Le Musée de design et d’arts appliqués contemporains de Lausanne (MUDAC) consacre jusqu’au 12 février 2012 une exposition à ce phénomène de l’industrie du jouet. Répartie sur deux salles, l’originale exposition retrace l’histoire du playmobil de 1974 à nos jours. On peut en outre y découvrir le fonctionnement de la chaîne de production de Dietenhofen et voir en live la fabrication d’une figurine animale.

Musée de design momentanément transformé en musée du jouet, le MUDAC s’attarde principalement sur l’univers graphique et plastique de Playmobil. Exposés, les centaines d’accessoires que peuvent manipuler les figurines démontrent l’ingéniosité et l’imagination des concepteurs du célèbre jouet. Ces divers objet sont méticuleusement alignés les uns aux côtés des autres. S’étalent alors sous les yeux du visiteur des pinces à grillades, des livres, des perchoirs à perroquet, des casquettes de baseball, des fleurs, des pièces d’or, des rames: la réalité dans toute sa diversité. L’univers de playmobil est aussi un univers épique, très masculin. En bonne place figurent des armes en tout genre, lances, hallebardes, épées; mais aussi des canons, six sortes de fusils, cinq sortes de pistolets: Winchester et autres colts, carabines de chasse, fusil à lunette et reproduction du très germanique Glock 17.

Comme une armée à la parade, des cohortes de soldats sudistes s’alignent dans des vitrines alors que, juste en face, un prisonnier s’évade de sa cellule, la police aux trousses… Sa face de canaille nous fait penser qu’il mérite tout à fait sa place en prison. Il est mal rasé, paraît sale, a les cheveux noirs.

On comprend alors qu’en fait, Playmobil n’est pas vraiment politiquement correct. Certes leur catalogue laisse une place importante au mode de vie calme des familles aisées du continent européen. Dans l’univers de Playmobil, on va à l’école en semaine, au zoo le samedi et en pique-nique le dimanche. C’est tout le programme d’éducation des petits Allemands de la classe moyenne, dans ce qu’il a de plus caricatural, qui tient dans ces boîtes de cartons; bleues pour les garçons, roses pour les filles.

Néanmoins, le catalogue des célèbres figurines n’est pas si policé1. Les sudistes – soldats du sud esclavagistes des USA durant la guerre de sécession – tiennent une place honorable dans le monde du Western. Ils ont même un général. Les policiers antiémeutes sont surarmés et portent des gilets pare-balle, cachés qu’ils sont derrière leur véhicule grillagé. Un appui aérien leur est donné par un hélicoptère duquel débarquent les membres du groupe d’intervention de la police. Les bandits sont entravés par des menottes. Les chevaliers fêtent la victoire en perçant de gigantesques tonneaux de bière. Dans la salle d’opération, le chirurgien est accompagné d’une charmante assistante. La vie domestique, quant à elle, n’a rien de moderne. Madame fait le repassage et la cuisine. A côté, elle peut tout de même exercer le métier de policière. En revanche c’est Monsieur qui est au bureau ou qui tond le gazon. Certains égalitaristes ne doivent pas trouver cela du meilleur goût…

L’exposition du MUDAC n’a pas pour propos, ni pour vocation, de s’attarder sur ces éléments sociologiques. Playmobil y apparaît néanmoins comme une aventure fascinante d’originalité tant économique qu’artistique. Mais le succès de la marque réside peut-être aussi dans le fait que l’on ne peut pas vraiment mentir aux enfants.

 

NOTES:

1 Nos considérations ne concernent pas particulièrement les objets exposés au MUDAC, bien que ce soient ceux-ci qui nous aient inspiré.

| Extrait des données |
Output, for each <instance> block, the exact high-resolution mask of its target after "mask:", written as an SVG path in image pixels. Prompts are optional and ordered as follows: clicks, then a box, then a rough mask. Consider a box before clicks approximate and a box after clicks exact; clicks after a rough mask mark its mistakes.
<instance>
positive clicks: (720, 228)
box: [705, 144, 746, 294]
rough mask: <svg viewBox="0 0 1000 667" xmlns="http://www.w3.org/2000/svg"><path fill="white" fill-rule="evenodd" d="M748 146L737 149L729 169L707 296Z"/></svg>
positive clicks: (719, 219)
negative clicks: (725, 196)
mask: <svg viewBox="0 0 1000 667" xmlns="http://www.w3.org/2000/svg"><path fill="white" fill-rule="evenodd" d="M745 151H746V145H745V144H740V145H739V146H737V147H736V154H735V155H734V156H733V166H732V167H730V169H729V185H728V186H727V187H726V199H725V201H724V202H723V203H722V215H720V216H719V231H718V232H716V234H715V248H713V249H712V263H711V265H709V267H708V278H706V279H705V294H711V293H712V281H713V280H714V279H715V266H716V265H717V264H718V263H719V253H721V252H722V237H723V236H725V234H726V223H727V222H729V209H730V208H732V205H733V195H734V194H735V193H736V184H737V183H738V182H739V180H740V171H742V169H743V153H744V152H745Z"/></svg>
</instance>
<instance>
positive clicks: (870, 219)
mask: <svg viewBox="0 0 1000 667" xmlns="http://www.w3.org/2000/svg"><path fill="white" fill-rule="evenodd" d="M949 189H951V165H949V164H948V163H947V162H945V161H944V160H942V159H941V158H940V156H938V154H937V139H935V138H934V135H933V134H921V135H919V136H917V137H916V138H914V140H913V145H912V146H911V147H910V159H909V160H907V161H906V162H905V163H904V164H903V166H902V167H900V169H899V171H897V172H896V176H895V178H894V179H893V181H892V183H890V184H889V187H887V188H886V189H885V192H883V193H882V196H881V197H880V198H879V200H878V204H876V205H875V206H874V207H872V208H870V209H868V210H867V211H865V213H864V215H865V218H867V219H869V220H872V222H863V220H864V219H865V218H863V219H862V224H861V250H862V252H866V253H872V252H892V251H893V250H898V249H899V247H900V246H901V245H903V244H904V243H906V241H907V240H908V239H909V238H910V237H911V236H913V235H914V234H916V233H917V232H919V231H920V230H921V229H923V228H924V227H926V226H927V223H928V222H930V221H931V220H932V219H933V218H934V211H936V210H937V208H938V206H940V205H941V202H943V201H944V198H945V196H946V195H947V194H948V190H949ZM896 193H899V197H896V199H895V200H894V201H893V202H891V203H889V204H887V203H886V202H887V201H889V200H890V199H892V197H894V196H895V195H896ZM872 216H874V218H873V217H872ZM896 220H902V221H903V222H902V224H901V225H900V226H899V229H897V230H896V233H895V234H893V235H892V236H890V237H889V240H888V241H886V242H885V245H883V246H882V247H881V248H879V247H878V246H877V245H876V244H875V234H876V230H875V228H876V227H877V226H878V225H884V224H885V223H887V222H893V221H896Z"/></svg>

| Objectif visé |
D'après le texte sur l'exposition Playmobil, jusqu'à quelle date le MUDAC présente-t-il cette exposition ? Appuyez-vous uniquement sur le texte sur l'exposition Playmobil, s'il vous plaît.

| Résultat attendu |
Jusqu'au 12 février 2012.